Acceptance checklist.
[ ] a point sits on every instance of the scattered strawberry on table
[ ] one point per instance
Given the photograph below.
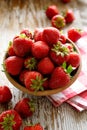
(25, 107)
(5, 94)
(44, 61)
(10, 120)
(34, 127)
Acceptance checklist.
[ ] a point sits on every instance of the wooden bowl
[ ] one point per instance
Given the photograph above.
(46, 92)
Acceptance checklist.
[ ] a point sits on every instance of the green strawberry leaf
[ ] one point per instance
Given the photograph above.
(69, 69)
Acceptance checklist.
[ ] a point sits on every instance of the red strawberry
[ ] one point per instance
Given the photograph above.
(21, 76)
(74, 34)
(45, 66)
(59, 53)
(10, 120)
(51, 35)
(66, 1)
(74, 59)
(46, 84)
(11, 51)
(30, 63)
(51, 11)
(33, 81)
(22, 45)
(58, 21)
(34, 127)
(62, 39)
(40, 49)
(13, 65)
(69, 16)
(38, 34)
(5, 94)
(59, 78)
(25, 107)
(69, 46)
(27, 33)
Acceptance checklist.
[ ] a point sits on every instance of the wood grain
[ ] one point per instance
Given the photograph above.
(16, 15)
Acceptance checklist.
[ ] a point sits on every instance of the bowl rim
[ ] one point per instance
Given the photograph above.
(46, 92)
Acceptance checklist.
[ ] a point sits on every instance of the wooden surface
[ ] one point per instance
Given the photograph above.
(16, 15)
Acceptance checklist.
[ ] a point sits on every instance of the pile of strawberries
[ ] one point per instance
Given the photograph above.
(12, 119)
(59, 19)
(43, 60)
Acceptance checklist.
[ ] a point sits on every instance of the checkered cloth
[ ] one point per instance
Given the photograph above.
(76, 94)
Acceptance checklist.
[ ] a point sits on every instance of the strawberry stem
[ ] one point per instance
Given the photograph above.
(8, 122)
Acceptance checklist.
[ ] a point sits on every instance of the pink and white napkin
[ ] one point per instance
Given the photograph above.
(76, 94)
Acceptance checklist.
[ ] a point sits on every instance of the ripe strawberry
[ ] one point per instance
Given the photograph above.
(58, 21)
(66, 1)
(70, 47)
(30, 63)
(74, 34)
(13, 65)
(51, 35)
(59, 53)
(38, 34)
(69, 16)
(21, 76)
(51, 11)
(10, 120)
(27, 33)
(5, 94)
(45, 66)
(40, 49)
(34, 127)
(62, 39)
(74, 59)
(25, 107)
(11, 51)
(60, 77)
(33, 81)
(22, 45)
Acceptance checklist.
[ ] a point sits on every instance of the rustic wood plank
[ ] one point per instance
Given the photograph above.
(16, 15)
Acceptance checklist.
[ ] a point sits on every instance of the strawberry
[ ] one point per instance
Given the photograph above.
(13, 65)
(48, 66)
(34, 81)
(62, 39)
(11, 51)
(38, 34)
(30, 63)
(27, 33)
(25, 107)
(58, 21)
(51, 11)
(40, 49)
(10, 120)
(60, 77)
(70, 47)
(51, 35)
(74, 34)
(22, 45)
(66, 1)
(5, 94)
(34, 127)
(21, 76)
(59, 53)
(74, 59)
(69, 16)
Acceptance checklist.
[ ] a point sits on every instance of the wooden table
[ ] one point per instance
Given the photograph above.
(16, 15)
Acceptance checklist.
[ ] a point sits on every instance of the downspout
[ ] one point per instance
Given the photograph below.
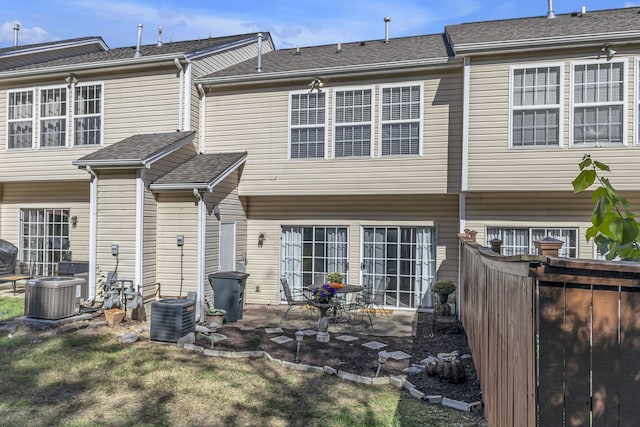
(203, 118)
(200, 263)
(464, 179)
(464, 182)
(186, 120)
(93, 233)
(139, 227)
(180, 92)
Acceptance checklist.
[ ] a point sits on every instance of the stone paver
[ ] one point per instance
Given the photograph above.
(281, 339)
(374, 345)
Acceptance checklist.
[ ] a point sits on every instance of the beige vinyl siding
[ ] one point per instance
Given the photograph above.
(267, 215)
(177, 215)
(132, 105)
(61, 195)
(495, 167)
(535, 209)
(117, 222)
(262, 116)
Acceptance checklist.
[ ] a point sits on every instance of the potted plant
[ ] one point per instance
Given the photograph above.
(335, 279)
(443, 288)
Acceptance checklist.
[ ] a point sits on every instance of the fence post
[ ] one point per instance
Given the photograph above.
(548, 246)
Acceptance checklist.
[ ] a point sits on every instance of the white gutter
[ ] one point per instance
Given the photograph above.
(139, 259)
(561, 41)
(52, 47)
(336, 71)
(181, 93)
(133, 62)
(186, 120)
(200, 261)
(93, 233)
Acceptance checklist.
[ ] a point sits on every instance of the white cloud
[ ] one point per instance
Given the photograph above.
(26, 35)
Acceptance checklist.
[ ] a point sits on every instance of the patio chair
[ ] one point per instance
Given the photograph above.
(371, 299)
(294, 299)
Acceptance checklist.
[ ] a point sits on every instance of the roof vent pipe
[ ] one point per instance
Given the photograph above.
(138, 54)
(16, 28)
(259, 68)
(386, 29)
(550, 13)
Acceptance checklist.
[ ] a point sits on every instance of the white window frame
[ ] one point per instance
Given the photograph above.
(291, 127)
(559, 106)
(531, 247)
(623, 102)
(34, 105)
(75, 116)
(419, 121)
(370, 122)
(64, 117)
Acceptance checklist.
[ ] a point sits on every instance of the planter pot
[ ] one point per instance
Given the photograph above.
(114, 316)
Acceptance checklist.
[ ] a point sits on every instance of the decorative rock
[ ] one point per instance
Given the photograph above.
(128, 338)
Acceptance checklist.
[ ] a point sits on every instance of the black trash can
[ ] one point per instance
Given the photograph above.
(228, 293)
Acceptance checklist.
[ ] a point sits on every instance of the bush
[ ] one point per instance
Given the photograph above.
(443, 287)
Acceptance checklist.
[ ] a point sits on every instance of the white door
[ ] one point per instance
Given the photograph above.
(228, 246)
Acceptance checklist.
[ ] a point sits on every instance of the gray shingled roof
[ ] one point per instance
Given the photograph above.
(363, 55)
(190, 47)
(136, 150)
(609, 25)
(202, 170)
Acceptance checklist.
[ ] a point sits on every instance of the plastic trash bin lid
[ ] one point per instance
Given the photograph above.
(229, 275)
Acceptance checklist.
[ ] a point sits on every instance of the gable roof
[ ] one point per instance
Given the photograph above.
(202, 172)
(614, 25)
(137, 150)
(125, 55)
(374, 55)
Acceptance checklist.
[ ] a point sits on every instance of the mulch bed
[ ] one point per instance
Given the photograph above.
(353, 357)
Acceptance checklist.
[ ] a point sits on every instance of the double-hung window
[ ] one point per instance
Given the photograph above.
(535, 106)
(598, 103)
(53, 117)
(87, 115)
(352, 131)
(307, 125)
(400, 120)
(518, 241)
(20, 119)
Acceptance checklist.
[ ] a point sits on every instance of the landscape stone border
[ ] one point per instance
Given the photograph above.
(398, 381)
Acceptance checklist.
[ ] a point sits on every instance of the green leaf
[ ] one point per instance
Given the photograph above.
(601, 166)
(586, 162)
(584, 180)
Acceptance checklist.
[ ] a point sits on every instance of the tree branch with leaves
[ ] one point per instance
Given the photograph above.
(614, 228)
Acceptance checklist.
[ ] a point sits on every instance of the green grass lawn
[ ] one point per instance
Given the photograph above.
(11, 307)
(88, 378)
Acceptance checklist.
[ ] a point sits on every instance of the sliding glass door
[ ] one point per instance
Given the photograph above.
(403, 258)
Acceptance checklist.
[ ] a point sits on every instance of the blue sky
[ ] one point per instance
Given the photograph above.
(291, 23)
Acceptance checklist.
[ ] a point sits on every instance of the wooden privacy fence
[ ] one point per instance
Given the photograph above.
(555, 341)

TASK DETAILS. Although the records contain pictures, only the text should be copied, exactly as it stands.

RESULT OF THIS TASK.
Acceptance checklist.
[ ] a point sits on every instance of the scattered strawberry on table
[ ] one point per instance
Given the photograph below.
(25, 107)
(5, 94)
(44, 61)
(10, 120)
(34, 127)
Acceptance checklist.
[ ] a point sits on every instance of the wooden bowl
[ ] one point per instance
Given the photograph above.
(46, 92)
Acceptance checklist.
[ ] a point sits on every instance of the green strawberry leaf
[ ] one point per instance
Given the photograph above.
(69, 69)
Acceptance checklist.
[ ] a point sits on every instance of the red strawberry
[ ] one point per instance
Given the photograph above.
(21, 76)
(74, 34)
(45, 66)
(59, 53)
(10, 120)
(51, 35)
(66, 1)
(74, 59)
(46, 84)
(11, 51)
(30, 63)
(51, 11)
(33, 81)
(22, 45)
(58, 21)
(34, 127)
(62, 39)
(40, 49)
(13, 65)
(69, 16)
(38, 34)
(5, 94)
(59, 78)
(25, 107)
(69, 46)
(27, 33)
Acceptance checklist.
[ ] a point sits on every instance of the wood grain
[ ] one point per instance
Given the photograph above.
(16, 15)
Acceptance checklist.
[ ] a point sits on every instance of the bowl rim
[ ] one point per instance
Given the photograph above.
(46, 92)
Acceptance checklist.
[ ] a point sits on every instance of the wooden surface
[ ] one point per instance
Given the photograph above.
(16, 15)
Acceptance checklist.
[ ] a point sits on every instance of the pile of strawberries
[ ] one point per instance
Given the photograph above.
(12, 119)
(59, 19)
(43, 60)
Acceptance checklist.
[ ] a point sits on every instance of the checkered cloth
[ ] one point per instance
Given the photograph above.
(76, 94)
Acceptance checklist.
[ ] a point sits on every instance of the strawberry stem
[ ] one point per instance
Given the photograph above.
(8, 122)
Acceptance checklist.
[ ] a point sits on every instance of the pink and white napkin
[ ] one point per instance
Given the photograph above.
(76, 94)
Acceptance checklist.
[ ] a point sits on every instance of the ripe strawberry
[ ] one point per instance
Given the photograph above.
(58, 21)
(66, 1)
(70, 47)
(30, 63)
(74, 34)
(13, 65)
(51, 35)
(59, 53)
(38, 34)
(69, 16)
(21, 76)
(51, 11)
(10, 120)
(27, 33)
(5, 94)
(45, 66)
(40, 49)
(34, 127)
(62, 39)
(74, 59)
(25, 107)
(11, 51)
(60, 77)
(33, 81)
(22, 45)
Acceptance checklist.
[ ] a point sits on every instance of the rustic wood plank
[ ] one point per instance
Given the photograph above.
(16, 15)
Acceptance checklist.
[ ] a point sits on every instance of the strawberry
[ ] one point per instance
Given the photograph above.
(13, 65)
(48, 66)
(34, 81)
(62, 39)
(11, 51)
(38, 34)
(30, 63)
(27, 33)
(25, 107)
(58, 21)
(51, 11)
(40, 49)
(10, 120)
(60, 77)
(70, 47)
(51, 35)
(74, 34)
(22, 45)
(66, 1)
(5, 94)
(34, 127)
(21, 76)
(59, 53)
(74, 59)
(69, 16)
Acceptance checklist.
[ ] a point sits on every instance of the wooden table
[ ] one point per instance
Given the photograph above.
(16, 15)
Acceptance checklist.
[ ] a point sits on every instance of the downspout
[ ] one point per instance
Given the photograph below.
(203, 118)
(200, 263)
(464, 179)
(464, 182)
(186, 120)
(93, 233)
(139, 227)
(180, 92)
Acceptance checklist.
[ ] a point sits on every instance of the stone paver
[ ] one point per instance
Given the photograph above.
(281, 339)
(374, 345)
Acceptance checklist.
[ ] a point sits on every instance of the beige vinyl siding
[ ] one point per instance
Given the photograph above.
(267, 215)
(177, 215)
(132, 105)
(61, 195)
(495, 167)
(535, 209)
(117, 222)
(262, 116)
Acceptance checklist.
[ ] a point sits on every instance of the potted plant
[ ] one point per instance
Given the photograph above.
(335, 279)
(443, 288)
Acceptance checklist.
[ ] a point sits on every instance of the fence post
[ ] one point per instance
Given the photograph above.
(548, 246)
Acceptance checklist.
[ ] a point sits on every instance of the white gutter
[ ] one point per instance
Given the photograph above.
(139, 259)
(561, 41)
(52, 47)
(336, 71)
(181, 93)
(133, 62)
(186, 120)
(200, 261)
(93, 233)
Acceptance checklist.
[ ] a point sits on every instance of the white cloud
[ ] one point per instance
Given the photograph above.
(26, 35)
Acceptance checklist.
[ ] a point sits on every instance of the patio chair
[ ] one point per instance
Given the photograph above.
(371, 299)
(294, 299)
Acceptance checklist.
[ ] a point sits on every instance of the roof vent pipe
[ ] one point per instance
Given the photograph above.
(138, 54)
(16, 28)
(259, 68)
(386, 29)
(550, 13)
Acceptance checklist.
[ ] a point sits on every instance of the white window frame
[ ] one point per instance
Given the photograph above.
(291, 127)
(559, 106)
(531, 247)
(623, 102)
(34, 105)
(75, 116)
(419, 121)
(370, 122)
(64, 117)
Acceptance checklist.
[ ] a point sits on every instance of the planter pot
[ ] one point per instance
Given the photograph above.
(114, 316)
Acceptance checklist.
[ ] a point sits on every instance of the decorative rock
[ ] one point per instance
Given the photograph above.
(128, 338)
Acceptance checklist.
[ ] a point sits on every instance of the black trash can
[ ] one point per instance
Given the photograph above.
(228, 293)
Acceptance checklist.
[ ] a point sits on every instance of the bush
[ ] one point per instance
Given the photograph above.
(443, 287)
Acceptance checklist.
[ ] a point sits on every instance of the white door
[ ] one point per instance
Given the photograph above.
(228, 246)
Acceptance checklist.
[ ] a point sits on every instance of the gray shingled roof
[ ] one point per instance
Given the photograph above.
(363, 55)
(190, 47)
(136, 150)
(609, 25)
(202, 170)
Acceptance checklist.
[ ] a point sits on every instance of the plastic trash bin lid
[ ] one point per instance
Given the photograph above.
(229, 275)
Acceptance checklist.
[ ] a point sits on every instance of the gable roof
[ ] one point per instance
Given the photograph above.
(202, 172)
(614, 25)
(137, 150)
(125, 55)
(374, 55)
Acceptance checklist.
[ ] a point sits on every instance of the mulch bed
[ ] one point per instance
Given the photograph above.
(353, 357)
Acceptance checklist.
[ ] a point sits on every instance of the double-hung window
[ ] one point per instance
Given the photograph above.
(535, 106)
(598, 103)
(53, 117)
(87, 115)
(352, 131)
(307, 125)
(400, 120)
(518, 241)
(20, 119)
Acceptance checklist.
[ ] a point sits on every instance of the landscape stone border
[ ] one point per instance
Given the photograph above.
(398, 381)
Acceptance checklist.
[ ] a point sits on every instance of the green leaf
[ ] one point per instance
Given the photograph above.
(601, 166)
(586, 162)
(584, 180)
Acceptance checklist.
[ ] a point sits on every instance of the tree branch with leaves
[ ] one point per instance
Given the photograph above.
(614, 228)
Acceptance checklist.
[ ] a point sits on every instance of the green grass lawn
[ ] one point per instance
Given the photograph above.
(11, 307)
(88, 378)
Acceptance checklist.
[ ] a point sits on every instance of the sliding glass door
[ ] one point per instance
Given the photograph above.
(403, 258)
Acceptance checklist.
[ ] a point sits on every instance of the blue sky
[ ] one point per instance
Given the photograph above.
(291, 23)
Acceptance checklist.
[ ] a point sits on every instance of the wooden privacy fence
[ ] one point per instance
Given the photograph above.
(555, 341)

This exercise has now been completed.